Problem statement
Please swap "ceiling fan" for "porch light" in the items from the line containing "Can you see the patio" through the end of the items. Return only those lines, with nothing else changed.

• • • • •

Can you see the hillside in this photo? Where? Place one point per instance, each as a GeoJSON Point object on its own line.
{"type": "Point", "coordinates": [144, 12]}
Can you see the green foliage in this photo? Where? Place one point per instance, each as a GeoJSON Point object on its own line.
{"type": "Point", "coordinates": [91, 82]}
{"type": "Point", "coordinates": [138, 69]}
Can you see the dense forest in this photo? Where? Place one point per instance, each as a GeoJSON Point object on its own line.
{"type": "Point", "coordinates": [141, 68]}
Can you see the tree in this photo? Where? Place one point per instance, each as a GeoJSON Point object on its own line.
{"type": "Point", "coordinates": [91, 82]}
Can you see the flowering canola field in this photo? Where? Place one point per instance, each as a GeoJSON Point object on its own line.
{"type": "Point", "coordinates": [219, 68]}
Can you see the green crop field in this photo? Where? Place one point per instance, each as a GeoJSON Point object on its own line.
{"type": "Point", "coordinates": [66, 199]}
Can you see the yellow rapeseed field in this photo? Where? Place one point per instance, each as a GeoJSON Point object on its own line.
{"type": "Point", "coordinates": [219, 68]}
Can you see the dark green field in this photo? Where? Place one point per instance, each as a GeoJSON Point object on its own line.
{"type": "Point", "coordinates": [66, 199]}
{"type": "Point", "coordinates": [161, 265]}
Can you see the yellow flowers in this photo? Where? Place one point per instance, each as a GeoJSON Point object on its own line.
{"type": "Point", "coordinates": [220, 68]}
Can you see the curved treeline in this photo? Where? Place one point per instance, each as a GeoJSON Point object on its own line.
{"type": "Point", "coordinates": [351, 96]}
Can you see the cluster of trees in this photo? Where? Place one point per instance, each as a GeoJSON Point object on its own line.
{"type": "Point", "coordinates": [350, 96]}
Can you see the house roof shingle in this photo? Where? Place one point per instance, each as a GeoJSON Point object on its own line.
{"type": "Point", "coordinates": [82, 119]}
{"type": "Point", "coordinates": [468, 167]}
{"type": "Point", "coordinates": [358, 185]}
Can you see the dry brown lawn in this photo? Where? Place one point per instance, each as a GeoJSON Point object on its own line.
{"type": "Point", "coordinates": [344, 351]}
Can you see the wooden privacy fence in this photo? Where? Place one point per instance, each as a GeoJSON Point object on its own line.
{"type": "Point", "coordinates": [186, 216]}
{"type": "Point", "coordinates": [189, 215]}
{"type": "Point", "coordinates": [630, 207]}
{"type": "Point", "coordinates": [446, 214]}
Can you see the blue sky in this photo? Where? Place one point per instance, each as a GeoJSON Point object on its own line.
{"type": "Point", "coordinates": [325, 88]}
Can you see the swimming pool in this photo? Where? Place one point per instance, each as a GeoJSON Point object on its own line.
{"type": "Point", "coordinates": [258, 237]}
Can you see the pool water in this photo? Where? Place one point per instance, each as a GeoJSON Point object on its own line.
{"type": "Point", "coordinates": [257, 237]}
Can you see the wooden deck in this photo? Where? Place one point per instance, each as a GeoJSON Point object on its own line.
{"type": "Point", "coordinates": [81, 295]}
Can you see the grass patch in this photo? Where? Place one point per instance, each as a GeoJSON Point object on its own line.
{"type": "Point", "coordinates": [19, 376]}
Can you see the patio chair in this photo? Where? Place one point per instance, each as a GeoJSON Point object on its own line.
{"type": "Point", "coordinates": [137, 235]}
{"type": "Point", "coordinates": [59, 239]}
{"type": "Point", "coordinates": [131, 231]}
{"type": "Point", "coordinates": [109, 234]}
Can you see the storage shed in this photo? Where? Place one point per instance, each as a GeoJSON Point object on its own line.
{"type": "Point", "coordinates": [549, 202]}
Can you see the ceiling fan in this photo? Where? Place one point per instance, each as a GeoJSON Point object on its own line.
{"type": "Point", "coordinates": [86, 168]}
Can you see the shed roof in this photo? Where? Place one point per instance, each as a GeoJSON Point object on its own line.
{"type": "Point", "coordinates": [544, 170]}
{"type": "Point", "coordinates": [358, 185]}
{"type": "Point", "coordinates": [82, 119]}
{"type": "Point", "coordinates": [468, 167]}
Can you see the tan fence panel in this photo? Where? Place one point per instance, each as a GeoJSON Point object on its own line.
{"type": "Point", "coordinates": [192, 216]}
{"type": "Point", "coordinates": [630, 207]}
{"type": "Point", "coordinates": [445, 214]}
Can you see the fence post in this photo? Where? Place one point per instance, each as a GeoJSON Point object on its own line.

• • • • •

The result
Can you see the patio chair in this photo? Where? Place one point per instance, each as a GeoJSON Point object on its own line.
{"type": "Point", "coordinates": [137, 235]}
{"type": "Point", "coordinates": [59, 239]}
{"type": "Point", "coordinates": [131, 231]}
{"type": "Point", "coordinates": [109, 234]}
Can you see the storage shed in this photo? Where? Place one point per instance, each as a GeoJSON Point object on its own line.
{"type": "Point", "coordinates": [549, 202]}
Can you see the porch light in this photo? Where? Place one point per instance, each as a GeoJSON Point object on its own line.
{"type": "Point", "coordinates": [86, 168]}
Can you see the shed roof in this photo? Where? Place one point per instance, each as a GeoJSON Point object on its own line.
{"type": "Point", "coordinates": [544, 170]}
{"type": "Point", "coordinates": [358, 185]}
{"type": "Point", "coordinates": [82, 119]}
{"type": "Point", "coordinates": [468, 167]}
Can you see the tan fence panel in this photo? Where? Place one point per instance, each as a GeoJSON Point object on its own line.
{"type": "Point", "coordinates": [192, 216]}
{"type": "Point", "coordinates": [630, 207]}
{"type": "Point", "coordinates": [445, 214]}
Can you see the fence post in this photo? Where? Place one point per instance, each as a GeoJSON Point object on its own line.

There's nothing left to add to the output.